Copy out every one of these lines without a single change.

--- BEGIN Supplied information ---

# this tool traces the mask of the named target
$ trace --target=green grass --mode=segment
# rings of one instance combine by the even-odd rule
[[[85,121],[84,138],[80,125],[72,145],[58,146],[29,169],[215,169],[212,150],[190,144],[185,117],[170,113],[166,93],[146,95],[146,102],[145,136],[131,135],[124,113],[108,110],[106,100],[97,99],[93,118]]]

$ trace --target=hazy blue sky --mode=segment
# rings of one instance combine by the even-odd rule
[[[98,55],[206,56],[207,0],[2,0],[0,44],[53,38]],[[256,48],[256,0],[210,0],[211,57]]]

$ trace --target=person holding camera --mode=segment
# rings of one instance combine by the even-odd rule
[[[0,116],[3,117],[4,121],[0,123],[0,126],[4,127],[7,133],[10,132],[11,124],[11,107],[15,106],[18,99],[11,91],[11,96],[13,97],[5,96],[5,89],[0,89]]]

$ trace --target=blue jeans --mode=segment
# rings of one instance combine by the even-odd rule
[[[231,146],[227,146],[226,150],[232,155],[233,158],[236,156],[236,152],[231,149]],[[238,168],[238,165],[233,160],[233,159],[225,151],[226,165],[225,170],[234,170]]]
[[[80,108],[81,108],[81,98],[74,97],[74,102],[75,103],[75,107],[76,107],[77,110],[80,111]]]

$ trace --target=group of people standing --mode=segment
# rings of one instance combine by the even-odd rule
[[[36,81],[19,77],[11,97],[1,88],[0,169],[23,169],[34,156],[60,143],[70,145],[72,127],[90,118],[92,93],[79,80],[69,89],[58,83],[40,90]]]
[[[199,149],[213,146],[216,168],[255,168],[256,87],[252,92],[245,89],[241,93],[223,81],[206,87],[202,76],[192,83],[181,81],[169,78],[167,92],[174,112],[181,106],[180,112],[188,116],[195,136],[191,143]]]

--- END Supplied information ---

| Exercise output |
# this tool traces the mask of the named target
$ trace --target=green grass --mode=segment
# rings of one instance combine by the even-odd rule
[[[85,121],[84,138],[80,125],[72,145],[58,146],[29,169],[215,169],[212,150],[190,144],[185,117],[170,113],[166,93],[146,95],[146,102],[145,136],[131,135],[124,113],[108,110],[106,100],[97,99],[93,118]]]

$ trace --target=hazy blue sky --mode=segment
# rings of one instance combine by the even-odd rule
[[[98,55],[206,56],[207,0],[2,0],[0,44],[53,38]],[[256,48],[256,0],[210,0],[211,57]]]

$ trace --target=person holding camera --mode=segment
# rings of one instance combine by the even-odd rule
[[[0,116],[3,117],[4,121],[0,123],[0,126],[4,127],[7,133],[10,132],[11,124],[11,107],[15,106],[18,99],[11,91],[11,96],[13,97],[5,96],[5,89],[0,89]]]

$ trace --target=blue jeans --mode=segment
# rings of one instance combine by the even-odd rule
[[[231,146],[227,146],[226,150],[232,155],[233,158],[236,156],[236,152],[231,149]],[[238,168],[238,165],[233,160],[233,159],[225,151],[226,165],[225,170],[234,170]]]
[[[80,108],[81,108],[81,98],[74,97],[74,102],[75,103],[75,107],[76,107],[77,110],[80,111]]]

$ trace --target=group of people standing --mode=segment
# rings of one instance combine by the even-odd rule
[[[36,81],[19,77],[11,97],[1,88],[0,169],[23,169],[34,156],[60,143],[70,145],[72,127],[90,118],[92,93],[79,80],[69,89],[58,83],[40,90]]]
[[[199,149],[213,146],[216,168],[255,168],[256,87],[252,92],[245,89],[241,93],[223,81],[206,87],[202,76],[192,83],[181,81],[169,78],[167,92],[174,112],[181,106],[180,112],[188,116],[195,136],[191,143]]]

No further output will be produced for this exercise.